▶ _PASSAGE SHOWN_:

-- -- --

The skepticism is centered around past evils approved by the United States government involving Black people, particularly the U.S. Public Health Service’s “Study of Untreated Syphilis in the Negro Male” at the Tuskegee Institute.

“They wanted the men to die so that they could figure out how syphilis affected their bodies,” said Lillie Tyson Head of Wirtz, Virginia, a descendant of a participant in the study. “They were human beings. They deserved the dignity and the respect and the care as every human being did.”

Head’s father, Fred Lee Tyson, was among the 600 Black men deliberately deceived by the U.S. government in that infamous syphilis study. Head said a key point in the government’s deception – withholding the cure to syphilis so they could study how the deadly disease spread in Black bodies – is the very reason why she is determined to roll up her sleeves for the COVID-19 vaccine.

“My father was denied that opportunity,” said Head. “When the vaccine is available to my group, I plan to take it.”

-- -- --

▶ _DATA RECORDS_:

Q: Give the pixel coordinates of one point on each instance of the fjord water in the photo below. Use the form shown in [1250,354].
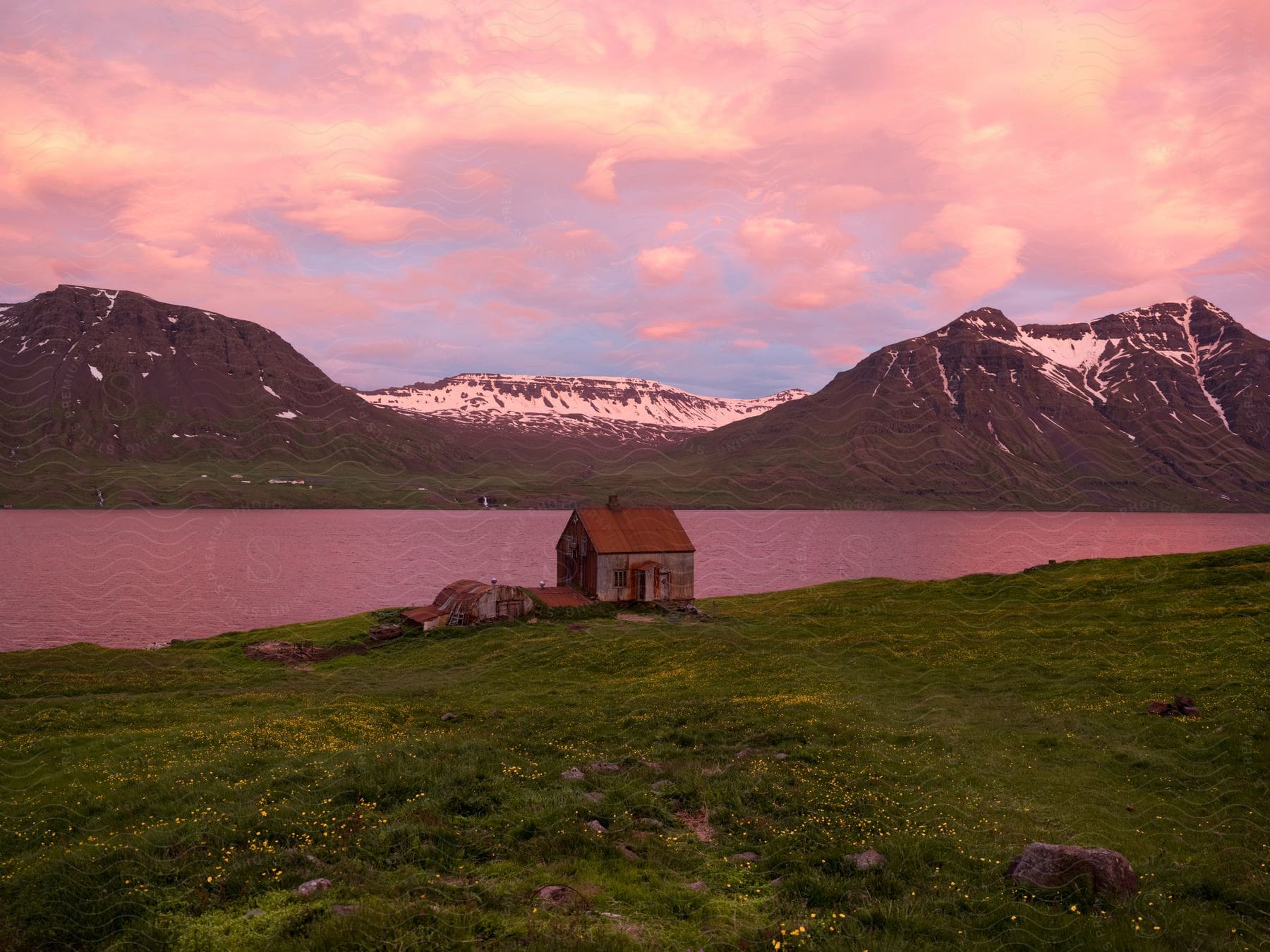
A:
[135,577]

-- -- --

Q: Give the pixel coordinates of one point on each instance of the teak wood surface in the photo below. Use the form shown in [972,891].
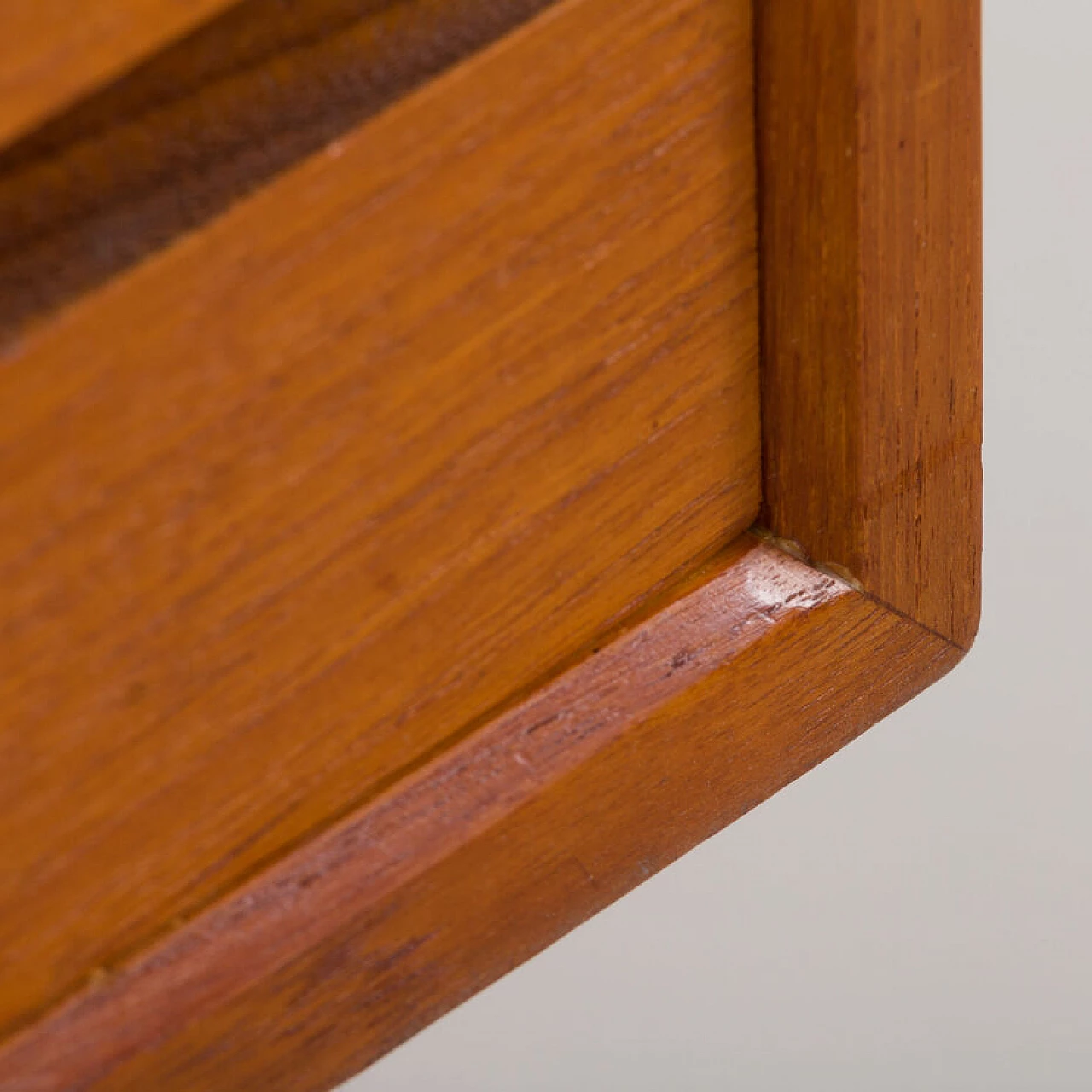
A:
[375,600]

-- -- --

▶ _WORK TASK_: In the passage on the Tuskegee syphilis study, how many Black men does it say the U.S. government deliberately deceived?

▶ _RESPONSE FOR THIS EXERCISE_: 600